### PROBLEM DETAILS
Copy the whole listing below word for word, but leave the pictures out of your copy.

## BEGIN

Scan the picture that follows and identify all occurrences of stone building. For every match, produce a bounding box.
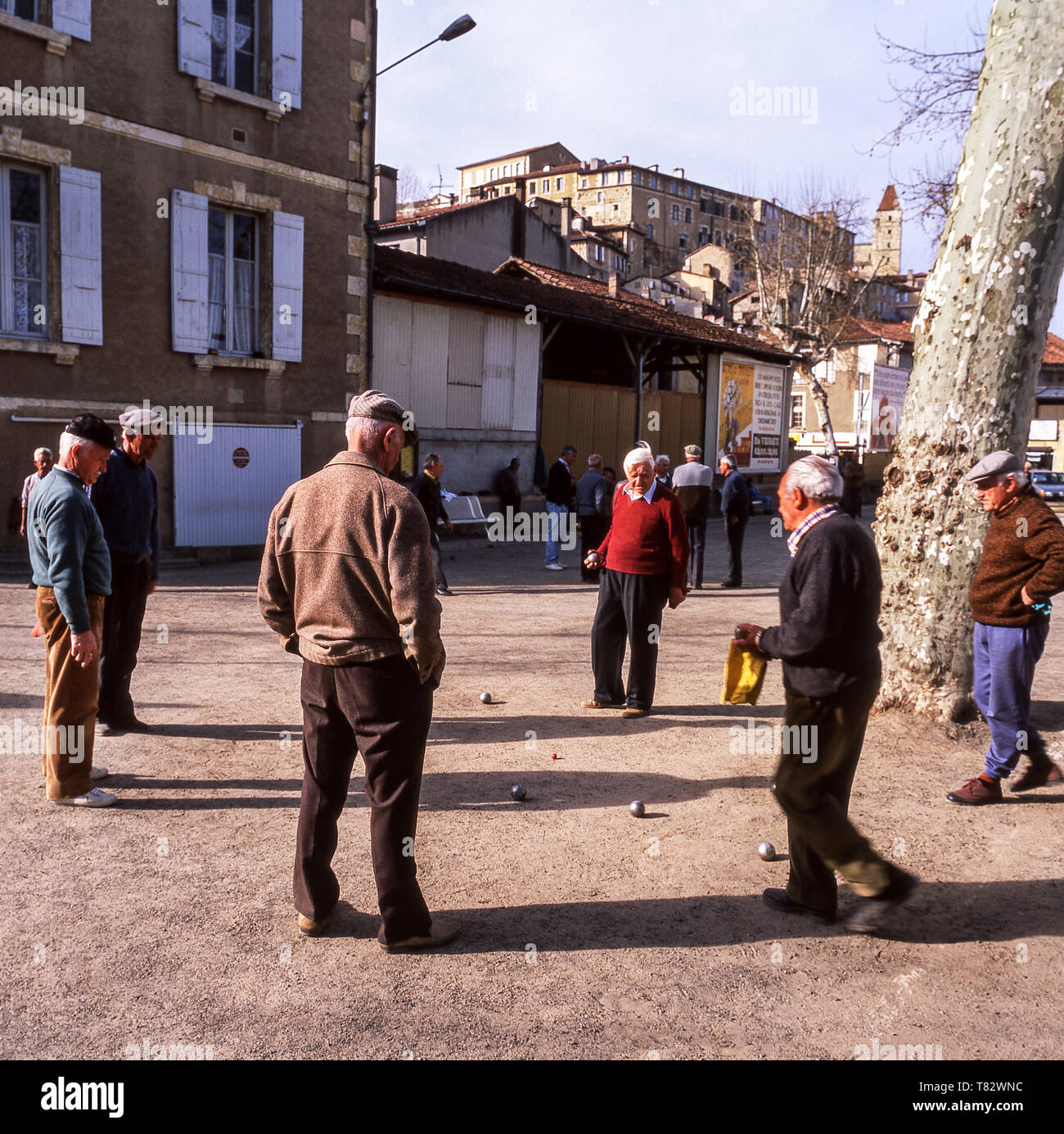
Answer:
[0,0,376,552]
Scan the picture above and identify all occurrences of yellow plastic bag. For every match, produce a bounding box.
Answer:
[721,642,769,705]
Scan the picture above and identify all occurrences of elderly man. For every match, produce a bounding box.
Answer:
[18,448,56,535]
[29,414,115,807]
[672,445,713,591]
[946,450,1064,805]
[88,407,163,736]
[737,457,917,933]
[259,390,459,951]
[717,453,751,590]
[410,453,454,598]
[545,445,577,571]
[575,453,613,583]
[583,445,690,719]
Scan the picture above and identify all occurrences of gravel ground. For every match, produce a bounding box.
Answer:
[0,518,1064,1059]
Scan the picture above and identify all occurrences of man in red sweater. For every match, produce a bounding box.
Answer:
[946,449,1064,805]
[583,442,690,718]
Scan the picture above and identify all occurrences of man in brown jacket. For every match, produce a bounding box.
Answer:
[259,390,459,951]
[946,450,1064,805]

## END

### RESULT OF THE EXERCISE
Scan the picture that follows and identify all occurrences of stone building. For every match, produce a bounding box.
Answer:
[0,0,376,552]
Scan the picture above and identify all occurrences of yellow plastic bag. For every match, produce a bounding box.
Answer:
[721,642,769,705]
Scan the picture above and identify all occurrences of elderly man. For every match, produce a bounding box.
Answer:
[18,448,56,535]
[29,414,115,807]
[672,445,713,591]
[946,450,1064,805]
[88,407,163,736]
[737,457,917,933]
[259,390,459,951]
[717,453,751,590]
[410,453,454,598]
[545,445,577,571]
[575,453,613,583]
[583,445,690,719]
Scan the picture above and identify all occurrences of gravel ground. For every match, produce a bounding box.
Answer:
[0,518,1064,1059]
Scan the picture above and identify all occurrences of man in red sweater. For every match, produce a bounding box.
Answer:
[946,449,1064,805]
[583,442,690,718]
Scan the picture above and identify all occurrences of man in brown jacket. For every match, produce a bounding box.
Answer:
[259,390,459,951]
[946,450,1064,805]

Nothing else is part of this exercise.